Stored records
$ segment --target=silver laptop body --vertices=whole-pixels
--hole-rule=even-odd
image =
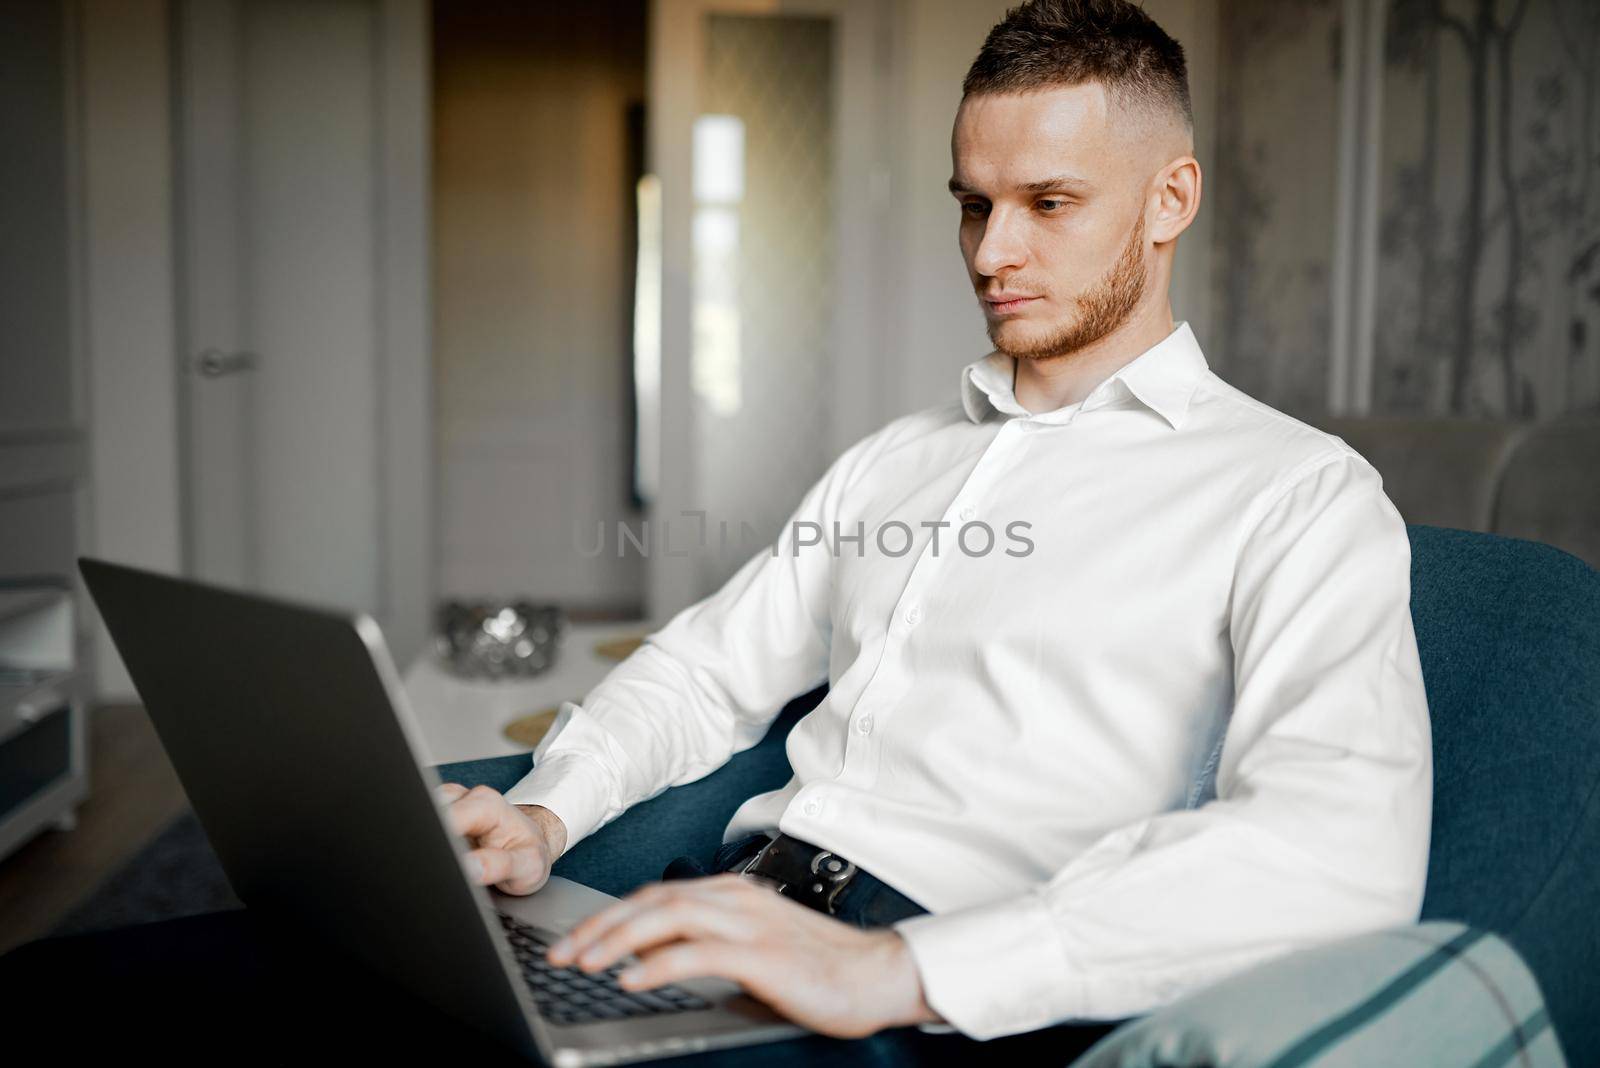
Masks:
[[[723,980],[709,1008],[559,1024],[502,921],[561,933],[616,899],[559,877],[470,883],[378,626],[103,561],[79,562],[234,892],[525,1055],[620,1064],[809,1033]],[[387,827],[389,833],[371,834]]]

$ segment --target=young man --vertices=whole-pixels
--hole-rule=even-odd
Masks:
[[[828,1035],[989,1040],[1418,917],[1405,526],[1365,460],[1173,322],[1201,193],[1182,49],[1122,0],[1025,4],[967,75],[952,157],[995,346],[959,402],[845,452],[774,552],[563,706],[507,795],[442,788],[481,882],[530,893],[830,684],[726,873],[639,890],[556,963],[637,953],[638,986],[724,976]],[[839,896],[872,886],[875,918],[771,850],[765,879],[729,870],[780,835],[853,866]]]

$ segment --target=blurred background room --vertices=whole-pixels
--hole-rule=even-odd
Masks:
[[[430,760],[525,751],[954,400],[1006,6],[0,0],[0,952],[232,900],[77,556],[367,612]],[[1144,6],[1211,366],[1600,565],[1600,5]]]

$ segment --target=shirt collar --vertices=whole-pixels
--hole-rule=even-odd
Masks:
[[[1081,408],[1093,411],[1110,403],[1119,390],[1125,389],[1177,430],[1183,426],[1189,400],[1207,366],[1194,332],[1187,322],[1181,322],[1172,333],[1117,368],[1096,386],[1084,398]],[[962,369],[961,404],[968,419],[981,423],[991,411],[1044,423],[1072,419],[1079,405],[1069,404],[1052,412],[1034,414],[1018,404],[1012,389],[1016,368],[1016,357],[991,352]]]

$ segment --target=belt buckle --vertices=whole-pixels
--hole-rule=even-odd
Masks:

| Exercise prompt |
Without any pictures, retype the records above exactly.

| Solution for this task |
$ segment --target=silver laptop body --vertices=whole-pixels
--hole-rule=even-odd
image =
Masks:
[[[723,980],[709,1008],[559,1024],[502,921],[561,933],[616,899],[559,877],[470,883],[378,626],[103,561],[79,562],[234,892],[525,1055],[620,1064],[809,1033]],[[387,827],[389,833],[371,834]]]

$ segment --target=young man --vertices=whole-pixels
--hole-rule=even-odd
Masks:
[[[828,1035],[989,1040],[1418,917],[1405,526],[1365,460],[1173,322],[1201,193],[1182,49],[1122,0],[1025,4],[967,75],[952,157],[995,346],[959,402],[845,452],[774,552],[563,706],[507,795],[442,788],[481,882],[530,893],[830,684],[726,873],[639,890],[556,963],[637,953],[638,986],[724,976]],[[839,896],[872,886],[875,918],[771,850],[765,879],[729,870],[780,835],[853,866]]]

$ segment --target=blurred background room --vertices=whole-pixels
--hole-rule=even-odd
Masks:
[[[430,760],[525,751],[954,400],[1006,6],[0,0],[0,952],[232,900],[77,556],[367,612]],[[1144,6],[1211,366],[1600,565],[1600,5]]]

$ segment --target=shirt collar --vertices=whole-pixels
--hole-rule=even-odd
Masks:
[[[1081,408],[1093,411],[1110,403],[1119,390],[1125,389],[1177,430],[1183,426],[1189,400],[1207,366],[1194,332],[1187,322],[1181,322],[1172,333],[1117,368],[1096,386],[1084,398]],[[962,369],[961,404],[968,419],[981,423],[991,411],[1044,423],[1072,419],[1079,405],[1069,404],[1052,412],[1034,414],[1018,404],[1012,389],[1016,368],[1016,357],[991,352]]]

$ segment --target=belt buckle --vertices=whole-pixels
--hole-rule=even-odd
Masks:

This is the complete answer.